Erin's Essay: RNC "War on Women" Ad

CNN's Erin Burnett found herself in a GOP ad called "War on Women." But is there a war on women?

Erin's Essay: RNC "War on Women" Ad

By Erin Burnett

This weekend, the RNC rolled out a new ad online called "WAR ON WOMEN".  The 90-second spot features a number of members of the media, including Chris Matthews, me and George Stephanopoulos talking about recent degrading words used to describe women.

To be honest, at first I was kind of amused I was included. Then I was annoyed. I certainly don't agree that Democrats are in a war on women.

Two influential and big money donors – there's no need to name them again - have recently used vile words to describe women.  One of them made the bad decision to elaborate in a disgusting manner.

Neither party came out hard enough when the offender was one of its own. But now, to say an entire party – either party - is at war with women?

This is all just politics.

Frankly, we've seen many references to a War on Women recently from Dems and GOP.

Both sides need to be honest that the words used - like the s-word and the c-word, are not acceptable.  Not by someone who is a pundit, an entertainer, a broadcaster or a co-worker.  Not by anyone.  There isn't any defending it.  This isn't political - this should be personal for all Americans.

If you're a woman, you get it, because you deal with sexism, in both its mundane and offensive forms.

If you're a man, you have women in your life whom you respect and you don't want to hear those words used to describe them.

The problem is politicians now are happy to point the finger at the other side, while implicitly or, frankly in some cases explicitly, finding a way for "their guy" to be let off the hook.

Directive 1: In the essay on the RNC ad, how long is the spot?

(Pointing records for named objects)
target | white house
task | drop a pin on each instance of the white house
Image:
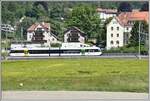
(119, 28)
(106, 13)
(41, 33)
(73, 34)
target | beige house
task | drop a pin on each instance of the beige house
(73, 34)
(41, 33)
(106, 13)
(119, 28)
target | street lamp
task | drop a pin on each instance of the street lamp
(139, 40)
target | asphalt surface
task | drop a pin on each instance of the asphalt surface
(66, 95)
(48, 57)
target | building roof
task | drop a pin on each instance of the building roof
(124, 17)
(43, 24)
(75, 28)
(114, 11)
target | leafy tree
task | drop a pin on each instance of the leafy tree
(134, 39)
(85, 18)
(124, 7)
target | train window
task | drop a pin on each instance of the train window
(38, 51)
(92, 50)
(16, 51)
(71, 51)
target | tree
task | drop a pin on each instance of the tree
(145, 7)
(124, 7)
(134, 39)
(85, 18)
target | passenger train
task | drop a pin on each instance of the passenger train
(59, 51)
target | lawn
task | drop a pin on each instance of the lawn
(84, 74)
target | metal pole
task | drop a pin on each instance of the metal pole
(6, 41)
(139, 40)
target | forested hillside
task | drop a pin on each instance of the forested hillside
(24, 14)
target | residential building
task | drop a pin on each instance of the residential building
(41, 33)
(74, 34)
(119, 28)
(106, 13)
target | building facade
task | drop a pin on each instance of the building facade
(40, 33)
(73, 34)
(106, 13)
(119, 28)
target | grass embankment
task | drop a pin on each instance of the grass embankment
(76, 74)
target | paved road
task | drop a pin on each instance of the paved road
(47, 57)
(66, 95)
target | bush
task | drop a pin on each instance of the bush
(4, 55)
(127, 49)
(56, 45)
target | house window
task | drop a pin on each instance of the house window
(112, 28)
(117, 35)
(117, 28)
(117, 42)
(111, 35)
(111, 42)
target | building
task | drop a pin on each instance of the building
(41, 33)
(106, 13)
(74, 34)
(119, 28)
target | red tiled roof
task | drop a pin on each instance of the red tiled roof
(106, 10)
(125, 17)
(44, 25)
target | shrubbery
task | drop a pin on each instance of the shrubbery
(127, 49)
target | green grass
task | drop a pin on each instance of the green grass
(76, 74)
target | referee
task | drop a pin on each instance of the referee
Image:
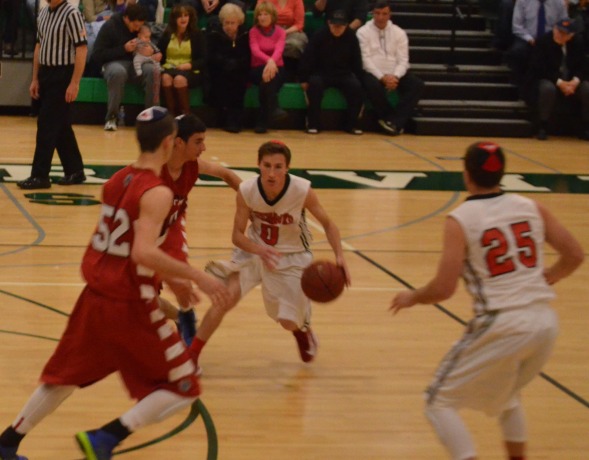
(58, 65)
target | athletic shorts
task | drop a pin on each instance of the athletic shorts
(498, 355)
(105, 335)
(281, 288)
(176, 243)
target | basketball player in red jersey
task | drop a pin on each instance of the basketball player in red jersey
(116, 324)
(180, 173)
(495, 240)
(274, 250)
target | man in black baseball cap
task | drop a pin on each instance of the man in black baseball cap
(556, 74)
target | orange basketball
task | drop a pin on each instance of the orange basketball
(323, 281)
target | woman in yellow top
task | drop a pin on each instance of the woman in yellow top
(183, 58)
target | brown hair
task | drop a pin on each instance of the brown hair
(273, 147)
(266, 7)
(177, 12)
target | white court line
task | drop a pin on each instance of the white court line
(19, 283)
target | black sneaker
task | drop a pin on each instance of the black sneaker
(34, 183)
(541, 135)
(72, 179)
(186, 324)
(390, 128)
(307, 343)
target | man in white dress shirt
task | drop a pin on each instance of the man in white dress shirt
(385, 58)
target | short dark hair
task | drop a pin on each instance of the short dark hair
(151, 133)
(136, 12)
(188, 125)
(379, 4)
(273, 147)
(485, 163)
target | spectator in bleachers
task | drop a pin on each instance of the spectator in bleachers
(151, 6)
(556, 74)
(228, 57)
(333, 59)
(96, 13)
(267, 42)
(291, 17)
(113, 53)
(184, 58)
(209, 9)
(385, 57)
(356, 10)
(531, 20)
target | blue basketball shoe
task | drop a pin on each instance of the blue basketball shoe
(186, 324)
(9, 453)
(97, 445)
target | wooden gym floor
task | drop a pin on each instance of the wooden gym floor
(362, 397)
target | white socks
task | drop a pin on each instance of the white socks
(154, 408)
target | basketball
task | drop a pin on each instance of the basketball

Directive 2: Render the rows as a JSON list of strings, one string per line with blank lines omitted, starting with the line that contains "target | white socks" and going on through the last line of the rows.

Task response 1: It is a 90-second spot.

Task response 2:
[
  "target | white socks",
  "task | drop a pin on each instance of the white socks",
  "(154, 408)",
  "target | basketball",
  "task | drop a pin on each instance of the basketball"
]